=== EXCERPT ===
Wild Rice (Photo courtesy Superior National Forest)

People in canoes will soon be pushing their way through thick stands of wild rice in northern Minnesota, knocking the grain off its stalks into the bottom of their boats. The nutritious plant has been a staple of human diets for millennia and provides valuable habitat and food for migrating waterfowl.

Wild rice, known as manoomin in the Ojibwe language, grows in shallow water, including many places in the Boundary Waters Canoe Area Wilderness, Superior National Forest, Quetico Provincial Park, and beyond. Although many wild rice waters have been degraded in the last 200 years, the state of Minnesota still has more than 2,000 wild rice lakes and rivers, more than any other state in the nation. The plant is Minnesota’s official state grain.

Harvesters are hopeful that this will be a good year for the crop, which can vary widely depending on seasonal conditions, water levels, and more.

“Favorable weather without too much heavy rain early in the season has been a positive for wild rice,” said Ricky Lien, DNR wetland habitat team supervisor. “While we’re hearing reports of good rice conditions from many places, we know that conditions can vary between regions or even adjacent lakes.”
===
Copy word for word the stretch of the wild rice passage from "People in canoes" through "levels, and more.".
=== DATA SECTION ===
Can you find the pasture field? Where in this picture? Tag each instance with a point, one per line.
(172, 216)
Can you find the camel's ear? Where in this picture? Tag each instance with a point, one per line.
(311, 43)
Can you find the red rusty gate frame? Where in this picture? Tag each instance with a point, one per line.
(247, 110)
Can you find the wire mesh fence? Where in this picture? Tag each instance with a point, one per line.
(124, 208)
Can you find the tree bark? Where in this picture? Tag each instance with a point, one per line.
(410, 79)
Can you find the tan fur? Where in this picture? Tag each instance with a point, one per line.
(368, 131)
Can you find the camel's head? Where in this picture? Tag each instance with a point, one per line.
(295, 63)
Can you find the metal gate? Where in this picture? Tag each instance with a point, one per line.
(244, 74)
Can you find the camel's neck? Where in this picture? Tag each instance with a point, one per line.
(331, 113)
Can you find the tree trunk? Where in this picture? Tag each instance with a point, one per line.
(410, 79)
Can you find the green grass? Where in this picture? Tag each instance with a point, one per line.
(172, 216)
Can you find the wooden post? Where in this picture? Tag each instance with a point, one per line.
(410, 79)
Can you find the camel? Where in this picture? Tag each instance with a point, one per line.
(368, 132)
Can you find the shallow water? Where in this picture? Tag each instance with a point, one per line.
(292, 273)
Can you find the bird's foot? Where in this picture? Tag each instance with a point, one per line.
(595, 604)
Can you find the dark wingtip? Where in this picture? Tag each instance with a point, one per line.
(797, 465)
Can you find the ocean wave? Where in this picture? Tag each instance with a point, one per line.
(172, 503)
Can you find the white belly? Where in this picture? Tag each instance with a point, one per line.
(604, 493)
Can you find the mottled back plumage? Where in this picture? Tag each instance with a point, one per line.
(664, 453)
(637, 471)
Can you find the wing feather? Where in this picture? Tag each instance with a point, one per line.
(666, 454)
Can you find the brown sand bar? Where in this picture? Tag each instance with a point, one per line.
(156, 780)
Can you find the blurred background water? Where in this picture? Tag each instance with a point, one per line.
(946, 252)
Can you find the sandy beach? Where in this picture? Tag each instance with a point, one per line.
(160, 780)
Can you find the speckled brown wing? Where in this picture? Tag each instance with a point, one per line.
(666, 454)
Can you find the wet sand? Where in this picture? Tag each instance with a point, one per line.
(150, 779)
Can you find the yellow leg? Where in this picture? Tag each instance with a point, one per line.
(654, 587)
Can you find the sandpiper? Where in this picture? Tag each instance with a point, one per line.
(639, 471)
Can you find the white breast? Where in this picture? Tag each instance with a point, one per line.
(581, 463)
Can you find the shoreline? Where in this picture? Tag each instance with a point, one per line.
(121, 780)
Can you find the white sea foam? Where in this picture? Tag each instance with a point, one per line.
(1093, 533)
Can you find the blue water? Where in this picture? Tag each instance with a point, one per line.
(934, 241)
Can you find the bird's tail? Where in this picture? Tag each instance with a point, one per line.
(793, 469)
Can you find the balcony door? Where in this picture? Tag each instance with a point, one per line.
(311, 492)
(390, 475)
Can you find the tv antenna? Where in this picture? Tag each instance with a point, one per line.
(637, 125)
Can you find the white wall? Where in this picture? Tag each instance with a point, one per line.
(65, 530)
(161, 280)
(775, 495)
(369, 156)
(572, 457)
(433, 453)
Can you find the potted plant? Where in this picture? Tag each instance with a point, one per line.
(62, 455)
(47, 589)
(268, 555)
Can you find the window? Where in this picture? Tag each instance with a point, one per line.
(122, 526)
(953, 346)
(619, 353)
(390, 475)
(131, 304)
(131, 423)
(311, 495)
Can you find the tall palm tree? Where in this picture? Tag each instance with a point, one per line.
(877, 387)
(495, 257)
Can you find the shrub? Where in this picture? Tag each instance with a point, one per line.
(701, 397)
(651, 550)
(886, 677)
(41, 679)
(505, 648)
===
RESULT FOR THIS TASK ::
People in canoes will soon be pushing their way through thick stands of wild rice in northern Minnesota, knocking the grain off its stalks into the bottom of their boats. The nutritious plant has been a staple of human diets for millennia and provides valuable habitat and food for migrating waterfowl.

Wild rice, known as manoomin in the Ojibwe language, grows in shallow water, including many places in the Boundary Waters Canoe Area Wilderness, Superior National Forest, Quetico Provincial Park, and beyond. Although many wild rice waters have been degraded in the last 200 years, the state of Minnesota still has more than 2,000 wild rice lakes and rivers, more than any other state in the nation. The plant is Minnesota’s official state grain.

Harvesters are hopeful that this will be a good year for the crop, which can vary widely depending on seasonal conditions, water levels, and more.